Exact copies of the line with "Next, find the grass" and of all lines after it through the end of the entries are required, and no other lines.

Top of RECORDS SUPPLIED

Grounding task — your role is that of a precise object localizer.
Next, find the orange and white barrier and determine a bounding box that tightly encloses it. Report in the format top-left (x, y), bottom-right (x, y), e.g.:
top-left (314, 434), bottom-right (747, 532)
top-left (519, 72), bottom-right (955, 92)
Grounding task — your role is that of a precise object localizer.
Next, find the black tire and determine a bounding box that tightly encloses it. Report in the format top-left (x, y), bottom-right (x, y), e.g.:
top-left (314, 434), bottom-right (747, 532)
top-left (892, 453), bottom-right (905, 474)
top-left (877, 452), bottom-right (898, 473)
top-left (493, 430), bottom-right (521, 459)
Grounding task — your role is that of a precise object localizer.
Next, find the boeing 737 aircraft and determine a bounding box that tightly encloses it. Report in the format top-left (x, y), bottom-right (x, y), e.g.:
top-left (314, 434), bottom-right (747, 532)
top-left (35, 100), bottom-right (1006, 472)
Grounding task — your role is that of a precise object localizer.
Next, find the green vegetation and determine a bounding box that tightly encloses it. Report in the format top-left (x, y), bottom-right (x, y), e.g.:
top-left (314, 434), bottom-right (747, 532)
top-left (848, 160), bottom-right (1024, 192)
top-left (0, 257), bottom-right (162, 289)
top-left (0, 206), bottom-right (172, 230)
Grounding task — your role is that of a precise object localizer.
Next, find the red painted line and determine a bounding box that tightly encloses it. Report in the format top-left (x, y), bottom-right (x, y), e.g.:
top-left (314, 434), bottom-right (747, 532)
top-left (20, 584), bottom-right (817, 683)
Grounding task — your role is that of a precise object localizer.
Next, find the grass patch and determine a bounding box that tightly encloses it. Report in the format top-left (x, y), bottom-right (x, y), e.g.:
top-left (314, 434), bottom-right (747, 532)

Bottom of RECORDS SUPPLIED

◆ **ANSWER**:
Next, find the grass patch and determine a bounding box that tightly encloses it. Report in the format top-left (x, y), bottom-right (x, y), e.g.:
top-left (314, 434), bottom-right (747, 532)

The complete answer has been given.